VORLIEGENDER AUSZUG:
--------
Mit Ein Sommersandtraum überrascht das Schweizer Kino nach Herbstzeitlosen, Die Standesbeamtin und Der Freund abermals mit einer melancholischen Komödie, die nach dem Prinzip des zweiten Blicks funktioniert. Gemächliches Timing und spröde Charaktere mit leicht zwanghafter Miesepetrigkeit, ein Gespür für die feinen Risse in der Fassade bürgerlicher Gesetztheit: Hier wird in aller Ruhe ausgelotet »zwischen dem, was jeder Mensch sein könnte und dem, was er tatsächlich ist«, wie Regisseur Peter Luisi sagt.

Zwar ist der Ausgang der Geschichte von Sandmann und Sandra nicht gänzlich unvorhersehbar. Doch Luisis kleine Mär – er war unter anderem Koautor von Vitus, der 2006 den Schweizer Filmpreis gewann – mäandert so unbekümmert dahin und spielt so frei von freudianischen Zeigefingern mit der wörtlich genommenen Metaphorik des Versandens, dass trotz der märchenhaft-kafkaesken Geschehnisse die Geschichte in einem tieferen Sinn »stimmt«. Natürlich drängt in Benno etwas mit Macht in sein Bewusstsein. Was das ist, kann er aber nur zusammen mit Sandra, deren Träume synchron zu seinen verlaufen, herausfinden. Und so entwickelt sich dieses moderne Märchen mittels experimentellen Abtauchens in Wachträume unversehens zu einer charmanten Inception-Variante. Die Grundidee ist auf Dauer zwar nicht wasserdicht, doch dafür wird das schmale Budget mit anschaulichen Details ausgeglichen.
--------
DATENTEIL:
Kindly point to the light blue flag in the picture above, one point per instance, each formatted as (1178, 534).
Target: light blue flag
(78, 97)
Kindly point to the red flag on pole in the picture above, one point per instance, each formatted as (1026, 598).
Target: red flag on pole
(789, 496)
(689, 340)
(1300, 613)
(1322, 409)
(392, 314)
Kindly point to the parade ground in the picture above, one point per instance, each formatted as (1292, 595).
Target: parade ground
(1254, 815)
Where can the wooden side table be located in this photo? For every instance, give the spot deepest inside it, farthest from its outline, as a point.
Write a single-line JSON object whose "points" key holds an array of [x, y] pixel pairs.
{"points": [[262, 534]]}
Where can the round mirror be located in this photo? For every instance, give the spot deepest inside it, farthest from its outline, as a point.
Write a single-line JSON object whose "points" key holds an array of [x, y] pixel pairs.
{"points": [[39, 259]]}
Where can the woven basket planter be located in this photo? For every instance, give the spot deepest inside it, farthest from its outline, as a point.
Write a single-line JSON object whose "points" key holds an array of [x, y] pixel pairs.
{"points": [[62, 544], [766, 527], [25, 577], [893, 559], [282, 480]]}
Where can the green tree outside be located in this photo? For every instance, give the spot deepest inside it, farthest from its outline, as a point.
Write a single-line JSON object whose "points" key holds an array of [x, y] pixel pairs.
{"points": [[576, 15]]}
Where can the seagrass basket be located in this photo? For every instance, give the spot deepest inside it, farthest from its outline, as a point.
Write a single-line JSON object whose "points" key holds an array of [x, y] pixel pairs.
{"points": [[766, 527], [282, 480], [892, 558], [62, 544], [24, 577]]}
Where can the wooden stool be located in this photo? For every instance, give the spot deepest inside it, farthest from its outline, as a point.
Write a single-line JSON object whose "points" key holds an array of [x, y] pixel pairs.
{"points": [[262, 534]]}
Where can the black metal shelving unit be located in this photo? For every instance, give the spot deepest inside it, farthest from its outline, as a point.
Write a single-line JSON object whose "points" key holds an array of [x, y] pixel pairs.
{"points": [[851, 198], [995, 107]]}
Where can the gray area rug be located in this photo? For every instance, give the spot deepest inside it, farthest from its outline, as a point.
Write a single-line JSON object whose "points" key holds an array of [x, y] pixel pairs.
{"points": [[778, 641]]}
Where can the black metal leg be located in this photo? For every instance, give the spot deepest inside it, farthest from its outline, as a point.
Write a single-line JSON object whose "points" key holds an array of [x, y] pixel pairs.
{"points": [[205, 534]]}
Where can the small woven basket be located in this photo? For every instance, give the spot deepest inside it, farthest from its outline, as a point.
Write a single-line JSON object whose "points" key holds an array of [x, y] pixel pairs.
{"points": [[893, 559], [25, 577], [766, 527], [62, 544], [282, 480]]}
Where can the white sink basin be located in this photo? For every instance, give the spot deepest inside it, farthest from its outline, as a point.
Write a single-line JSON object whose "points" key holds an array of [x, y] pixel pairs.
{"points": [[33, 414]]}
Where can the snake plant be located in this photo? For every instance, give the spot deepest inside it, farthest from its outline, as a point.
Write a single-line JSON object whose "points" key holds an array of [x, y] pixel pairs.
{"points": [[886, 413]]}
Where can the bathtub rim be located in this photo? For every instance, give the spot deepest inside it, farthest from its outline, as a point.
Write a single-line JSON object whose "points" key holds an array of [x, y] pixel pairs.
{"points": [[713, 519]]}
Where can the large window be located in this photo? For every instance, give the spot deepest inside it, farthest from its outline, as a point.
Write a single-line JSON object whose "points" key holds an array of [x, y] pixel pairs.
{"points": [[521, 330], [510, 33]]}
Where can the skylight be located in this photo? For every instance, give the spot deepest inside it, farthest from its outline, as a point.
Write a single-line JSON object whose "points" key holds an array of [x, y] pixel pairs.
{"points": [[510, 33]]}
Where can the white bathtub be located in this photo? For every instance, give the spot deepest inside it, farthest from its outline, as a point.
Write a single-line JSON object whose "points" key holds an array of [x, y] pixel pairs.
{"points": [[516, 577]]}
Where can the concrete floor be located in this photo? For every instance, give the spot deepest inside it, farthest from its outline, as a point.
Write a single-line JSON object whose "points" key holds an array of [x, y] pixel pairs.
--------
ARBEITSAUFTRAG A:
Fassen Sie in der Filmkritik den Absatz, der mit „Zwar ist der Ausgang“ beginnt, als kürzere Stichpunktliste zusammen. Die wichtigsten Fakten sollen dabei erhalten bleiben.
ARBEITSAUFTRAG B:
Setzen Sie die Filmkritik zu Ein Sommersandtraum im selben Ton fort, beginnend nach ihrem letzten Satz.

SCHRIFTLICHE ANTWORT A:
- Das Ende der Geschichte von Sandmann und Sandra ist nicht gänzlich unvorhersehbar.
- Luisi, unter anderem Koautor des 2006 mit dem Schweizer Filmpreis ausgezeichneten Films Vitus, erzählt unbekümmert und ohne freudianische Zeigefinger.
- Er spielt mit der wörtlich genommenen Metapher des Versandens. Dadurch „stimmt“ die Geschichte trotz märchenhaft-kafkaesker Geschehnisse in einem tieferen Sinn.
- In Benno drängt etwas ins Bewusstsein. Was das ist, kann er nur gemeinsam mit Sandra herausfinden, deren Träume synchron zu seinen verlaufen.
- Durch experimentelles Abtauchen in Wachträume wird das moderne Märchen zu einer charmanten Inception-Variante.
- Die Grundidee ist auf Dauer nicht wasserdicht, doch anschauliche Details gleichen das schmale Budget aus.

SCHRIFTLICHE ANTWORT B:
Burgschauspieler Fabian Krüger gibt den Antihelden als verbitterten Geck, der mit seinen Lebenslügen sein Dasein in den Sand zu setzen droht. Das Objekt seines (Selbst-)Hasses wird vom aparten Frölein Da Capo, einer Kleinkunstdiseuse, die mit Chansons im Schwyzer Dialekt bekannt wurde, gespielt. Das Frölein, alias Irene Brügger, führt auch ihr Einfrauorchester vor, besticht aber besonders durch ihre Ausstrahlung einer rundlich in sich ruhenden Venus, die Bennos »Du bist hässlich, du bist untalentiert«-Mantra meist an sich abtropfen lässt. Im Film grämt sie sich ein bisschen wegen ihrer Kilos – in vergangenen Epochen wäre sie mit ihrer, mit Verlaub, Sanduhrfigur ein Schönheitsideal gewesen. In Bennos unbestechlicher Traumwelt ist sie ohnehin die Traumfrau.